DOCUMENT SECTION —
_____

We have also tracked down a rare copy of a wartime diary written by De Lucia and published in 1946, Benevento nel Turbine della Guerra. He records that the first bombs fell just outside the town on 21 August 1943, and three days later he wrapped each of the ancient manuscripts in cloth, and then covered the cabinets in which they were stored with planks and sacks of sand to protect them.
On 12-14 September the cathedral and the archbishop’s palace were bombed and reduced to rubble. The archbishop miraculously survived, and he and the chapter librarian were forced to flee to the neighbouring town of San Angelo in Cupolo. There was then fierce fighting in Benevento, and on 2 October the German troops began to retreat. When De Lucia returned to Benevento on 8 October he found that “the chapter library, by the grace of God, has been saved”, although its roof had been damaged. That day the ancient codices were removed from the cabinet beneath the sandbags, and taken to the archbishop’s seminary.

_____

DATA TO EXAMINE —
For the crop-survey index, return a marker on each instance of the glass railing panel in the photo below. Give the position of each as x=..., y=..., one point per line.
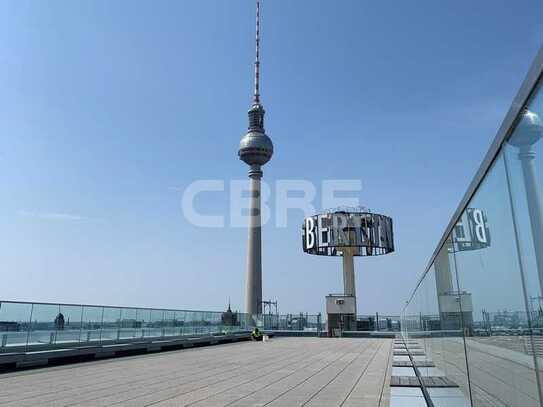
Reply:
x=14, y=324
x=46, y=320
x=155, y=327
x=128, y=324
x=147, y=327
x=496, y=326
x=111, y=324
x=170, y=323
x=91, y=324
x=70, y=331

_____

PROBLEM TO WORK ON —
Repeat part of the account of the Benevento manuscripts word for word, starting at the words that contain "On 12-14 September" and ending after "the archbishop’s seminary.". The items are unrelated to the account of the Benevento manuscripts and come from a different source.

RESULT —
On 12-14 September the cathedral and the archbishop’s palace were bombed and reduced to rubble. The archbishop miraculously survived, and he and the chapter librarian were forced to flee to the neighbouring town of San Angelo in Cupolo. There was then fierce fighting in Benevento, and on 2 October the German troops began to retreat. When De Lucia returned to Benevento on 8 October he found that “the chapter library, by the grace of God, has been saved”, although its roof had been damaged. That day the ancient codices were removed from the cabinet beneath the sandbags, and taken to the archbishop’s seminary.